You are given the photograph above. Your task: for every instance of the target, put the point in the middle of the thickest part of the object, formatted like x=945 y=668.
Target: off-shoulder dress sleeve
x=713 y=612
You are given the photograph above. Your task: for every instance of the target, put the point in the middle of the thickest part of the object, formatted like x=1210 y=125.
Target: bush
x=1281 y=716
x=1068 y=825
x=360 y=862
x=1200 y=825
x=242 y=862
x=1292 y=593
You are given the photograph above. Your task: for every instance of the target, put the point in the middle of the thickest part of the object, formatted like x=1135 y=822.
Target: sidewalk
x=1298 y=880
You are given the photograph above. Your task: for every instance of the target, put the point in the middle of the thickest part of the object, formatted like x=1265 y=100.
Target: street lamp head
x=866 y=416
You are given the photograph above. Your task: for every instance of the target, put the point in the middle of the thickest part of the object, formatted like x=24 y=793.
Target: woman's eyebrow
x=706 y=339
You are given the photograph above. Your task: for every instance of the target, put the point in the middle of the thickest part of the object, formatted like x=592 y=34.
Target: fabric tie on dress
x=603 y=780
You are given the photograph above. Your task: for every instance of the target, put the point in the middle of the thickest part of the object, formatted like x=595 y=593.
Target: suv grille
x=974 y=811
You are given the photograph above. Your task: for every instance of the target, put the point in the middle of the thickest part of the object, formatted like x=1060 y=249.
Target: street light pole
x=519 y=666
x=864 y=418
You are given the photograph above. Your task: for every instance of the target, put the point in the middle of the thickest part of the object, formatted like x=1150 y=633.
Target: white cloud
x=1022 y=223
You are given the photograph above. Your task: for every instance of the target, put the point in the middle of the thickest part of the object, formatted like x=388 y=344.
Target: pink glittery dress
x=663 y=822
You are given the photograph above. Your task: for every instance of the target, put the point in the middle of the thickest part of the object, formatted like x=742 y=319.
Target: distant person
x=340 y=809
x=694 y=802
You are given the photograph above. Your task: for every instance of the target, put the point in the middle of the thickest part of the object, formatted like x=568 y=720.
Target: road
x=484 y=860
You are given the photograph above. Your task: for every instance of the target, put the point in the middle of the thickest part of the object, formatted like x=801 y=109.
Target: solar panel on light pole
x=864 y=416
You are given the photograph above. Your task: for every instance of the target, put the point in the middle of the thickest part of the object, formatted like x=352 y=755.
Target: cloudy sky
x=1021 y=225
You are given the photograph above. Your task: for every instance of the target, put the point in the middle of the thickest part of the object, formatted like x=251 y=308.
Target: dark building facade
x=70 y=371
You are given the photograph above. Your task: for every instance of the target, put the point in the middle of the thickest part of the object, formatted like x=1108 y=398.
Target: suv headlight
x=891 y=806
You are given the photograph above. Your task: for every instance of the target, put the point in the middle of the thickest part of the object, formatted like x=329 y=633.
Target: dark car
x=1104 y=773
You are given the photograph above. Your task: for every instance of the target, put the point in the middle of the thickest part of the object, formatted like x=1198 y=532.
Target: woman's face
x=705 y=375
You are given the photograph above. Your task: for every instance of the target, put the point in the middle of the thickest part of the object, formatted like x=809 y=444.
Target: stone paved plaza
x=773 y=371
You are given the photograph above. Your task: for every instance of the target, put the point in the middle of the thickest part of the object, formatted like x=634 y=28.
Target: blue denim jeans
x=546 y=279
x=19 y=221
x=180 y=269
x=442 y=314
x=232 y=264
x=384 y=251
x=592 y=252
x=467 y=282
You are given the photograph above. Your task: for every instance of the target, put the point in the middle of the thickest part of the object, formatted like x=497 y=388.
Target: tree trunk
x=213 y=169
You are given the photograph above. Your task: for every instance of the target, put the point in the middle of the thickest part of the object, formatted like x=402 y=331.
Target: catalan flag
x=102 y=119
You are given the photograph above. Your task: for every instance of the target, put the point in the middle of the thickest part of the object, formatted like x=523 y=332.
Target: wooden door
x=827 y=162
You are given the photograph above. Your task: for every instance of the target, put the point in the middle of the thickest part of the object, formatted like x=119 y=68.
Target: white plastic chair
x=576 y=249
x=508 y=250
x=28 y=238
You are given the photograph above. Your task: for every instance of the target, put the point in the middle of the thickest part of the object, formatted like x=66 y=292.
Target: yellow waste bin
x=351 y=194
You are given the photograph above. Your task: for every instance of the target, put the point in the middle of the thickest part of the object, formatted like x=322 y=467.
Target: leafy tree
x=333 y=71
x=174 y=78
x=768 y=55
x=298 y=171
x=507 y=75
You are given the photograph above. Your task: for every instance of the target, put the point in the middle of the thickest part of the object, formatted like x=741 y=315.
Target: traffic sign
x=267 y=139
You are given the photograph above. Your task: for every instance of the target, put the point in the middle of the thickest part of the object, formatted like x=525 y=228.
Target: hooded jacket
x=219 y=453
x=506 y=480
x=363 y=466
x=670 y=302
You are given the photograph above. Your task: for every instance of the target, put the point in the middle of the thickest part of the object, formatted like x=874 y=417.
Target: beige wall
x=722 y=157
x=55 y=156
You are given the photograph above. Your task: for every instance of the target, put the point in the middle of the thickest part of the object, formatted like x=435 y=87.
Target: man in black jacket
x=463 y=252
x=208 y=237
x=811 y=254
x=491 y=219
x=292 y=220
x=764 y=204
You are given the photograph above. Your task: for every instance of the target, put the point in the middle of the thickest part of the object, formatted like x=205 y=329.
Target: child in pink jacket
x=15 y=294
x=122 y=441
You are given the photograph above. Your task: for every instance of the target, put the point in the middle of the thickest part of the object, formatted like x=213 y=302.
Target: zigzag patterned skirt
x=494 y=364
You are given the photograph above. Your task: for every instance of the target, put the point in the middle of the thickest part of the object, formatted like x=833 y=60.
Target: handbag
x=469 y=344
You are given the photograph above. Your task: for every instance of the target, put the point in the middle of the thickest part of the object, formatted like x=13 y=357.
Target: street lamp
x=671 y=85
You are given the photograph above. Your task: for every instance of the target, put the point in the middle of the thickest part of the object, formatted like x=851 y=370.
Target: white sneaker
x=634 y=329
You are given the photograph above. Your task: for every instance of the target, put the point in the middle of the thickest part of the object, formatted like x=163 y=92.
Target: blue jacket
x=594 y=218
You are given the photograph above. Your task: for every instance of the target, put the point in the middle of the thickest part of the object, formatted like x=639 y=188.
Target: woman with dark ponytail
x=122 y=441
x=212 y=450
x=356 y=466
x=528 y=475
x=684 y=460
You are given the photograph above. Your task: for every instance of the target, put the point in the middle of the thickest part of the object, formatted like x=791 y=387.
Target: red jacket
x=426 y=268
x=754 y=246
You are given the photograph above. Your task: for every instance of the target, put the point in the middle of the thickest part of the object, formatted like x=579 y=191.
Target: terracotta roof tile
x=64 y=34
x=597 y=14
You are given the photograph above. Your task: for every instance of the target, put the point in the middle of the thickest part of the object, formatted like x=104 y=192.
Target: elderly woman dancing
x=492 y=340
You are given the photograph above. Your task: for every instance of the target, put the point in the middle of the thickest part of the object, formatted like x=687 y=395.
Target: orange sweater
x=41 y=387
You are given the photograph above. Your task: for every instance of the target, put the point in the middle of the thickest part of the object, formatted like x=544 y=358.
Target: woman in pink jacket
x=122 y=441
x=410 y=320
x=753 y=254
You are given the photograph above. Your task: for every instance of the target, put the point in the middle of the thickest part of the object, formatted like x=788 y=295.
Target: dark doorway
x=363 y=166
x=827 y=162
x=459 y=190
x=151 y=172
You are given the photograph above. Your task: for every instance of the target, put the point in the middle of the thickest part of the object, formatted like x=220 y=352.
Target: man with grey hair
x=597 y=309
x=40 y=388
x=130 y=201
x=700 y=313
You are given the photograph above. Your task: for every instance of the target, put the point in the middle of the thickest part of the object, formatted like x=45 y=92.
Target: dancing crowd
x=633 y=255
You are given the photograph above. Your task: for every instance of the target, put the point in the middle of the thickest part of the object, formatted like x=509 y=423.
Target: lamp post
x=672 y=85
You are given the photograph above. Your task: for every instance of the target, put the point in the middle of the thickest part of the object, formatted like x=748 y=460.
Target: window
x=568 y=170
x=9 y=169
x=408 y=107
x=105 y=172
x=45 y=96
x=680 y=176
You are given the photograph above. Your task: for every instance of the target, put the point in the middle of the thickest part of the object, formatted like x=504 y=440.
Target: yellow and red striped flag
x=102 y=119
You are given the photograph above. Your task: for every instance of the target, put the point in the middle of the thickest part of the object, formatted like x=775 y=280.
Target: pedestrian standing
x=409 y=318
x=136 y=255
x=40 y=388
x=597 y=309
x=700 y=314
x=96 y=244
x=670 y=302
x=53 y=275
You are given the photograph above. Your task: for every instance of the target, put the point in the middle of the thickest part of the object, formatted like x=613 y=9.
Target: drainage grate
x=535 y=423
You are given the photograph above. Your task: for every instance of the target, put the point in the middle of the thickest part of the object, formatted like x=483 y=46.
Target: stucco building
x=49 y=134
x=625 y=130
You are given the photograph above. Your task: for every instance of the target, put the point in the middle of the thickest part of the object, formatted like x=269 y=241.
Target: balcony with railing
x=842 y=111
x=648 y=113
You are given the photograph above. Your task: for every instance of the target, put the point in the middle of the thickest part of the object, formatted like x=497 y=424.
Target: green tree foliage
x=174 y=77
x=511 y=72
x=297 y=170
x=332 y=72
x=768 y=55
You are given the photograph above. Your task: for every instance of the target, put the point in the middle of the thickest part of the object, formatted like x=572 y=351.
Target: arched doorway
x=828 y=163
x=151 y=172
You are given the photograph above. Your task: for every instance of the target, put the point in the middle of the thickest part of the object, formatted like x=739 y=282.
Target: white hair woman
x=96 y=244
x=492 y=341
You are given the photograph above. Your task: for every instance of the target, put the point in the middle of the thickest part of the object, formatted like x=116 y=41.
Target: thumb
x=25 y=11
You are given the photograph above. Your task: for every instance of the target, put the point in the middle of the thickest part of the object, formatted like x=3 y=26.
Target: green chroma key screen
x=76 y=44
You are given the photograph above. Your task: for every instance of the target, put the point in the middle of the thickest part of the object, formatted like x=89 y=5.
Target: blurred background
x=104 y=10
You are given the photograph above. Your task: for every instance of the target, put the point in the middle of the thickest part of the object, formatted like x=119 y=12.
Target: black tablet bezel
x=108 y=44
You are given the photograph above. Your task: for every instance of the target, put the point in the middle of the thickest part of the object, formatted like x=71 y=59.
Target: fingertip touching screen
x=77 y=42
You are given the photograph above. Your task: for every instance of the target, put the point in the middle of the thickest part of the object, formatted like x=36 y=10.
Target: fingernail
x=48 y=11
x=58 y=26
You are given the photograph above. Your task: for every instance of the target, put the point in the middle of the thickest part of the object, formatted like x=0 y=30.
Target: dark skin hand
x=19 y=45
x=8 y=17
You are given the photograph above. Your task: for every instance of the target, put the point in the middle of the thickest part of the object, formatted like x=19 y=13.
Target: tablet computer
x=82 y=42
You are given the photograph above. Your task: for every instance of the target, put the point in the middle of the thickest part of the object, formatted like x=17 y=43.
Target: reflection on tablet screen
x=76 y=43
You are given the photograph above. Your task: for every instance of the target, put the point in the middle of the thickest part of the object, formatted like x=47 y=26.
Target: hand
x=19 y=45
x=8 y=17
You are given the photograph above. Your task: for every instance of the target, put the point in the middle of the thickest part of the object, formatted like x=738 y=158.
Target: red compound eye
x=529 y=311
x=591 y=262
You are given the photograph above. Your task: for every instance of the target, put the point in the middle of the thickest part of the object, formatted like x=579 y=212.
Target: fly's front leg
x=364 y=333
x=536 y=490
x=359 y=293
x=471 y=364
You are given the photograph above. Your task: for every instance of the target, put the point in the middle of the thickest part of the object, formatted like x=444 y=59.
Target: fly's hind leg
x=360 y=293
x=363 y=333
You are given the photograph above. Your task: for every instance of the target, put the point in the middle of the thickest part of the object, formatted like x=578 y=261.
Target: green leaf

******************************

■ REQUEST: Copy out the entries above verbatim, from the line containing "like x=523 y=332." down to the line containing "x=351 y=194", with both of those lines included.

■ FINISHED EXERCISE:
You are given the photograph above. Your task: for every instance of the target, put the point in the middle of the thickest part of the object, formatted like x=523 y=332.
Target: wooden door
x=827 y=162
You are given the photograph above. Your task: for every instance of the target, put the point in the middle of the thickest part of the object, formatted like x=119 y=68.
Target: white plastic chair
x=576 y=249
x=508 y=250
x=28 y=238
You are given the photograph above. Your task: for every instance of the target, put the point in the middle of the thickest part of the object, formatted like x=66 y=292.
Target: yellow waste bin
x=351 y=194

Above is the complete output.